• _EXERCISE PROMPT_:
Every line from the start of the listing below through the line that contains "Request = locate the white shorts" is to be reproduced word for word.

• _INFORMATION_:

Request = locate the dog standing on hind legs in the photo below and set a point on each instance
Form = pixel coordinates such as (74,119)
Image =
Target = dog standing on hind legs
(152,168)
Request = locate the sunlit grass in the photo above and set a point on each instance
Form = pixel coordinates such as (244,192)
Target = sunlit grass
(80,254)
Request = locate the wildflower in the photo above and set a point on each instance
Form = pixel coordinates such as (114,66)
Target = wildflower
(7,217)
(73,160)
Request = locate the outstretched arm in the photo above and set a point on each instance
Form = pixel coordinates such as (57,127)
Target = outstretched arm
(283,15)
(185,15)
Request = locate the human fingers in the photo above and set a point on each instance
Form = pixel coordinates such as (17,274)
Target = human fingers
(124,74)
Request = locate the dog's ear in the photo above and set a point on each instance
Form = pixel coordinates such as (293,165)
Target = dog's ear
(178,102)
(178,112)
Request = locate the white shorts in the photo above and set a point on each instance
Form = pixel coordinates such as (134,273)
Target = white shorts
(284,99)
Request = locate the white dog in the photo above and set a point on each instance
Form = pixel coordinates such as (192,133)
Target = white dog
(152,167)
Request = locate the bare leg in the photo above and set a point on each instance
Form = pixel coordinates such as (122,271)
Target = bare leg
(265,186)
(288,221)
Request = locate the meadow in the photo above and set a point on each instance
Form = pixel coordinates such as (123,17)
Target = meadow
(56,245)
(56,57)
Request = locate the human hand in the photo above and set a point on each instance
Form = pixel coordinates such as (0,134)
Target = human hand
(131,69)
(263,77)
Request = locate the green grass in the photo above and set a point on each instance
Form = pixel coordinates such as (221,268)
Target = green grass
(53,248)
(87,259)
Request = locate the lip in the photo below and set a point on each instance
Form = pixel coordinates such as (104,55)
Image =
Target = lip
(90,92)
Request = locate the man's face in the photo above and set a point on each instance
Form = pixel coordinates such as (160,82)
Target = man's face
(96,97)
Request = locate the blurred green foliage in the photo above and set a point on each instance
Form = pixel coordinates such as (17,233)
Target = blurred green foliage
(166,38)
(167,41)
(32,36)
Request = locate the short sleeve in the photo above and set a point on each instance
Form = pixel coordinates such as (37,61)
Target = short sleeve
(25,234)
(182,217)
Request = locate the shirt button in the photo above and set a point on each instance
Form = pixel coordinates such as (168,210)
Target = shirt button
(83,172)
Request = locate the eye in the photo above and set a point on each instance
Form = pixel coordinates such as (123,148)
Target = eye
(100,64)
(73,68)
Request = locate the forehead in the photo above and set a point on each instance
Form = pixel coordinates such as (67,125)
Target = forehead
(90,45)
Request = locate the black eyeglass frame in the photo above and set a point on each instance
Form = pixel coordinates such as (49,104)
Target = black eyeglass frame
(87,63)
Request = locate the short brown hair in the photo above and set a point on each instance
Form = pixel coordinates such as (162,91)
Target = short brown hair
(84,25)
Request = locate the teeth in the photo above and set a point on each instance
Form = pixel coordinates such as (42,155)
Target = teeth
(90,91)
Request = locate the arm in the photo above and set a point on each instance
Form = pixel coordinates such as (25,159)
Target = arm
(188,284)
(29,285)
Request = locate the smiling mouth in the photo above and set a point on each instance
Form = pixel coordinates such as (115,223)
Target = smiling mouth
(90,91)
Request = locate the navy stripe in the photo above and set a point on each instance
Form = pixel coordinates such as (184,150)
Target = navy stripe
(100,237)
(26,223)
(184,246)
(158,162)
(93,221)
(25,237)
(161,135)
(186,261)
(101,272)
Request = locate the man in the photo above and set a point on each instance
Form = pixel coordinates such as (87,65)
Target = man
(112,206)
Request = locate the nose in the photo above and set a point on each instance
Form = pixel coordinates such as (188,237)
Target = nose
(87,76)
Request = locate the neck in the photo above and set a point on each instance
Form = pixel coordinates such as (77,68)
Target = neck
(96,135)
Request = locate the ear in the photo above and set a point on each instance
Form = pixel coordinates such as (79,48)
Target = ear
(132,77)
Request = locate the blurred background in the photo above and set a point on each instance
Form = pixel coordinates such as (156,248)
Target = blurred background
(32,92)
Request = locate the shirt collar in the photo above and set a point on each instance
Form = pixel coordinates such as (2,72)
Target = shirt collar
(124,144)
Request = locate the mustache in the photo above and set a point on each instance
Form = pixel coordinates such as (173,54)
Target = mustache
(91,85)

• _FINISHED EXERCISE_:
Request = locate the dog standing on hind legs in the photo below and set a point on each instance
Form = pixel coordinates such as (74,119)
Image =
Target = dog standing on hind legs
(152,168)
Request = locate the sunlit grass in the photo above and set a point on each instance
Form = pixel coordinates such as (244,192)
Target = sunlit grass
(80,254)
Request = locate the wildflower in the photo above and set a point on each instance
Form = pixel coordinates such as (114,66)
Target = wildflower
(7,217)
(73,160)
Request = locate the outstretched arm in the photo above and set a point on each instance
Form = pixel coordinates such as (57,127)
Target = outstretched arm
(283,15)
(185,15)
Request = locate the human fingers in the photo above and set a point on each instance
Form = pixel coordinates such as (17,274)
Target = human fingers
(124,74)
Request = locate the dog's ear in the photo above and set a point on each instance
Form = pixel coordinates such as (293,165)
Target = dog's ear
(178,102)
(178,112)
Request = locate the white shorts in the photo above and set a point on each instance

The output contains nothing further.